[Opening ENTRIES SHOWN section]

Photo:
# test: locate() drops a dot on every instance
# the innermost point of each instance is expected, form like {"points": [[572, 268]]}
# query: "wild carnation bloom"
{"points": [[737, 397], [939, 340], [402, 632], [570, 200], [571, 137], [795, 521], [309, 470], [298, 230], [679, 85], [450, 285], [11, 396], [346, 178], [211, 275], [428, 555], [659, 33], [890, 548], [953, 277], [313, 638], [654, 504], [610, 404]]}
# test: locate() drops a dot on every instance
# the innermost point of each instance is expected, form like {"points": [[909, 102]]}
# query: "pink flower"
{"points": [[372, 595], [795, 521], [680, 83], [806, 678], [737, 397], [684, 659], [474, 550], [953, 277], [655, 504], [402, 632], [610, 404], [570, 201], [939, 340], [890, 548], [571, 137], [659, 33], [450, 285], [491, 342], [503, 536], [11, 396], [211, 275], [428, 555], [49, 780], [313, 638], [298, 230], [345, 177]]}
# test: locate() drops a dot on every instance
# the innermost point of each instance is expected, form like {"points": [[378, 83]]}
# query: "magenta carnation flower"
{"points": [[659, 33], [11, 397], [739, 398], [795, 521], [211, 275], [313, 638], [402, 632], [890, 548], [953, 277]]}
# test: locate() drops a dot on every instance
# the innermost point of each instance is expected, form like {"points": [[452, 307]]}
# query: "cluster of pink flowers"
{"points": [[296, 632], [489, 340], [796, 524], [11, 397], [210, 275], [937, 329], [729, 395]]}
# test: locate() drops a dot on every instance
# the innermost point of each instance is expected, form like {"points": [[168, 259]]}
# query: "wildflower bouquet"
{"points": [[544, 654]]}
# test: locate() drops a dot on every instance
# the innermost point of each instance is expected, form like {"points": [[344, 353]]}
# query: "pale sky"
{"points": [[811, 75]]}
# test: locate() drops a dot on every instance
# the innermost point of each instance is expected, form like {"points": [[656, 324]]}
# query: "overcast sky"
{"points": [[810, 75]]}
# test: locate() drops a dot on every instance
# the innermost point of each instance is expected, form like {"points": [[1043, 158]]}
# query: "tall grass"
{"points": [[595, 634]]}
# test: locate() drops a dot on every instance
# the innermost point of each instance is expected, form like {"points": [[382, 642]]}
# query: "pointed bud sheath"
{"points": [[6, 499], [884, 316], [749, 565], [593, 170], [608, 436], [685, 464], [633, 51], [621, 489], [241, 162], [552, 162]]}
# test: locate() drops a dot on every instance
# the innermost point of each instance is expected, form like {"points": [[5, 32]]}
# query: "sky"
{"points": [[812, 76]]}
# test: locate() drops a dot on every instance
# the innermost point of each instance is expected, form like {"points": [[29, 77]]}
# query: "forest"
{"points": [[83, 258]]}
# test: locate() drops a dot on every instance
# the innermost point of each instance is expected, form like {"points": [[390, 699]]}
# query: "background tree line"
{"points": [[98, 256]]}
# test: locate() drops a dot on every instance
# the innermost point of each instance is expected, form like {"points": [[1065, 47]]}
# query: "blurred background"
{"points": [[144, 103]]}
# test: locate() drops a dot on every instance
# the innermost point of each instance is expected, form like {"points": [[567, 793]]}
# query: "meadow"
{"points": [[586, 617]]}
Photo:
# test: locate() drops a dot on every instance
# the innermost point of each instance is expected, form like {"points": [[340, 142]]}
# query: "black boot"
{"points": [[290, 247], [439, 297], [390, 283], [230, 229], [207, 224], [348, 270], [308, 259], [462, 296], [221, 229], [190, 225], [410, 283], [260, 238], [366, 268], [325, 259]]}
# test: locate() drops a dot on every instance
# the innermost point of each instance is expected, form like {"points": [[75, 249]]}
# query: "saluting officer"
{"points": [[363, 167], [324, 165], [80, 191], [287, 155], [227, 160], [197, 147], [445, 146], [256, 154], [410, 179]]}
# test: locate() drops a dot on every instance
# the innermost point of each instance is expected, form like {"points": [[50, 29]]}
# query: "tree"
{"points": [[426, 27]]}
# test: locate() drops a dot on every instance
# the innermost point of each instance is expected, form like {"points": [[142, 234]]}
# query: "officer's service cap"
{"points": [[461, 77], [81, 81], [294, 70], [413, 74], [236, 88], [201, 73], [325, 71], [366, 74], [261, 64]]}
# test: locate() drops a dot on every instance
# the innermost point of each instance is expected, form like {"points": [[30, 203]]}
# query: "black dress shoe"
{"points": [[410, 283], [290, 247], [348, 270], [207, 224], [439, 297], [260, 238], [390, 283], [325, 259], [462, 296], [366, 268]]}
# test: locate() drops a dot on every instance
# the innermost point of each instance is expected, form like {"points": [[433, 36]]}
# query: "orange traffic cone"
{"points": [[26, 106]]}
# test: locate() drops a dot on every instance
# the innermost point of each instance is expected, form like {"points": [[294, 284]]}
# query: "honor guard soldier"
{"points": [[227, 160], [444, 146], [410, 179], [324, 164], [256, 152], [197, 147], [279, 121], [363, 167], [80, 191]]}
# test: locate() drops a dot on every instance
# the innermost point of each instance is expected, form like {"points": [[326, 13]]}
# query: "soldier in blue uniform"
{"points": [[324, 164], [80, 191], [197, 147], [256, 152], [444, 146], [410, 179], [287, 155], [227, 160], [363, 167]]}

[Closing ENTRIES SHOWN section]

EXERCISE DIRECTIONS: Could you output every entry above exactly as it stands?

SOLUTION TO THIS TASK:
Photo:
# test: locate() drops a dot on every instance
# the innermost point of each instance is expected, form like {"points": [[572, 268]]}
# query: "wild carnation bloom"
{"points": [[737, 397], [939, 340], [402, 632], [570, 200], [571, 137], [795, 521], [309, 470], [298, 230], [679, 85], [450, 285], [11, 396], [346, 178], [211, 275], [428, 555], [659, 33], [890, 548], [953, 277], [313, 638], [654, 504], [610, 404]]}
# test: locate() drops a dot on every instance
# the innermost point of each instance is expected, form like {"points": [[909, 102]]}
# query: "pink flower"
{"points": [[372, 595], [795, 521], [680, 83], [806, 678], [737, 397], [684, 659], [474, 550], [953, 277], [655, 504], [402, 632], [610, 404], [570, 201], [939, 340], [890, 548], [571, 137], [659, 33], [450, 285], [491, 342], [503, 536], [11, 396], [211, 275], [428, 555], [49, 780], [313, 638], [298, 230], [345, 177]]}
# test: locate() drops a dot on every instance
# the innermost point of each instance is expected, form like {"points": [[378, 83]]}
# query: "magenta carnation flower"
{"points": [[659, 33], [11, 397], [739, 398], [795, 521], [211, 275], [313, 638], [402, 632], [890, 548], [953, 277]]}
# test: locate() drops a dot on every instance
# the innermost point of each instance is expected, form like {"points": [[452, 307]]}
# query: "cluster of pink flowers"
{"points": [[296, 632], [489, 340], [796, 524], [11, 397], [210, 275], [937, 329], [729, 395]]}
# test: locate() drops a dot on every instance
# the innermost point of each instance is expected, form like {"points": [[168, 259]]}
# query: "wildflower bouquet"
{"points": [[544, 654]]}
# test: locate() drops a dot on every instance
# the innermost point of each instance is expected, form like {"points": [[344, 353]]}
# query: "pale sky"
{"points": [[811, 75]]}
# test: locate() drops a dot on every instance
# the innermost point of each instance is expected, form like {"points": [[656, 324]]}
# query: "overcast sky"
{"points": [[810, 75]]}
# test: locate() drops a dot on every instance
# the innermost point of each instance is expected, form like {"points": [[1043, 158]]}
# query: "tall grass"
{"points": [[595, 634]]}
# test: locate() drops a dot on every instance
# the innermost point of each instance is expected, form like {"points": [[382, 642]]}
# query: "pointed bud sheath"
{"points": [[6, 499], [884, 316], [749, 565], [593, 170], [608, 436], [685, 464], [633, 51], [621, 489], [241, 162], [552, 162]]}
# test: locate() drops a dot on every instance
# the innermost point of each instance is expected, form like {"points": [[5, 32]]}
# query: "sky"
{"points": [[812, 76]]}
# test: locate() drops a dot on every instance
# the innermost point of each instance is expected, form like {"points": [[29, 77]]}
# query: "forest"
{"points": [[83, 258]]}
# test: locate() drops a dot on every instance
# the innermost point of each instance is expected, form like {"points": [[390, 699]]}
# query: "background tree line"
{"points": [[98, 256]]}
# test: locate() drops a dot on every instance
# the innermost point of each instance is expected, form like {"points": [[1065, 47]]}
# query: "blurred background"
{"points": [[144, 103]]}
# test: locate() drops a dot on every instance
# the innermost point of each instance is expected, form like {"points": [[567, 793]]}
# query: "meadow"
{"points": [[586, 617]]}
Photo:
# test: locate() drops a dot on every instance
# the innermost point of each instance is expected, form like {"points": [[340, 142]]}
# query: "black boot"
{"points": [[290, 247], [439, 297], [390, 283], [230, 229], [207, 224], [348, 270], [308, 259], [462, 296], [221, 229], [190, 225], [410, 283], [260, 238], [366, 268], [325, 259]]}
# test: locate() drops a dot on every instance
# the innermost point of each instance is expected, form like {"points": [[75, 249]]}
# query: "saluting officer"
{"points": [[363, 167], [324, 165], [80, 191], [287, 155], [227, 160], [197, 147], [445, 146], [256, 154], [410, 179]]}
# test: locate() drops a dot on every instance
# the innermost point of each instance is expected, form like {"points": [[50, 29]]}
# query: "tree"
{"points": [[426, 27]]}
# test: locate() drops a dot on every instance
# the innermost point of each instance is expected, form like {"points": [[142, 234]]}
# query: "officer's service cap"
{"points": [[461, 77], [81, 81], [294, 70], [413, 74], [236, 88], [201, 73], [325, 71], [366, 74], [261, 64]]}
# test: locate() drops a dot on every instance
# the innermost point of each instance is expected, form like {"points": [[30, 203]]}
# query: "black dress shoe"
{"points": [[410, 283], [290, 247], [348, 270], [207, 224], [439, 297], [260, 238], [390, 283], [325, 259], [462, 296], [366, 268]]}
# test: locate() drops a dot on every instance
# the innermost point of each instance is expected, form like {"points": [[433, 36]]}
# query: "orange traffic cone"
{"points": [[26, 106]]}
# test: locate() drops a dot on every instance
# the innermost point of each instance is expected, form like {"points": [[294, 284]]}
# query: "honor guard soldier"
{"points": [[227, 160], [444, 146], [410, 179], [324, 164], [256, 152], [197, 147], [279, 121], [363, 167], [80, 191]]}
# test: locate() drops a dot on every instance
# the innermost point of each instance is expected, form like {"points": [[326, 13]]}
# query: "soldier in blue uniform"
{"points": [[324, 164], [80, 191], [197, 147], [256, 152], [444, 146], [410, 179], [287, 155], [227, 160], [363, 167]]}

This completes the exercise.